= Exercise requirements =
List each line of the records below that contains the word "query". Case counts.
##############################
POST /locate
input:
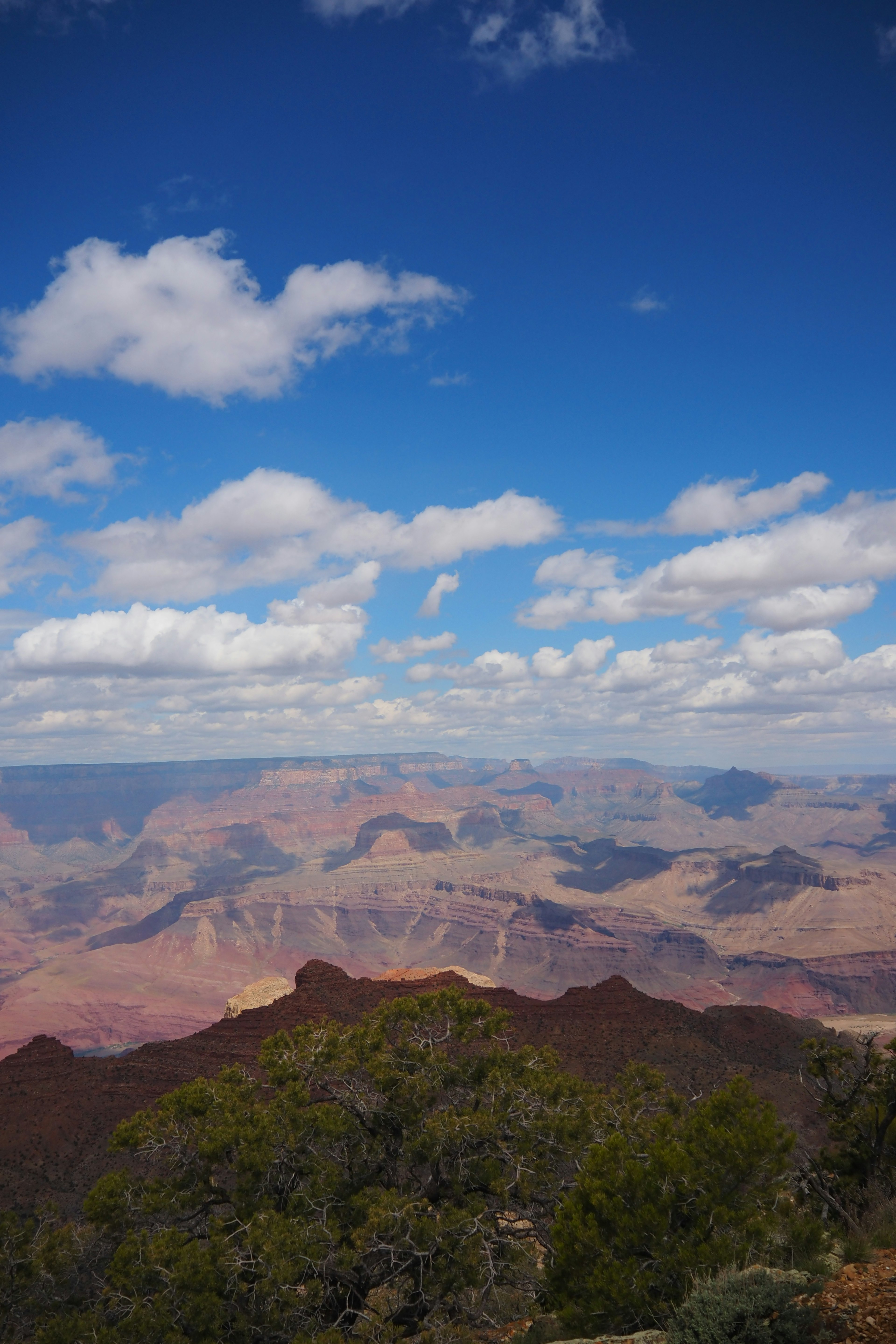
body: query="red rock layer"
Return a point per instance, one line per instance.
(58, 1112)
##############################
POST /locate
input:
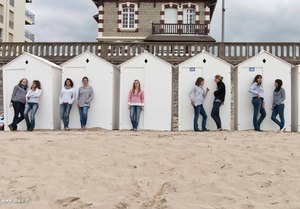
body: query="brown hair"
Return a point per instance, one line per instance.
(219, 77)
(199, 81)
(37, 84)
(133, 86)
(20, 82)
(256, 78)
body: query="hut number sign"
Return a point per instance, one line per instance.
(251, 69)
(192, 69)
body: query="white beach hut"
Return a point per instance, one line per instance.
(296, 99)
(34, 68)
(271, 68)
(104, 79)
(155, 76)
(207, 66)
##############################
= Solution for this exercise =
body: query="red rock layer"
body: query="brown hair"
body: query="hut number sign"
body: query="white beach hut"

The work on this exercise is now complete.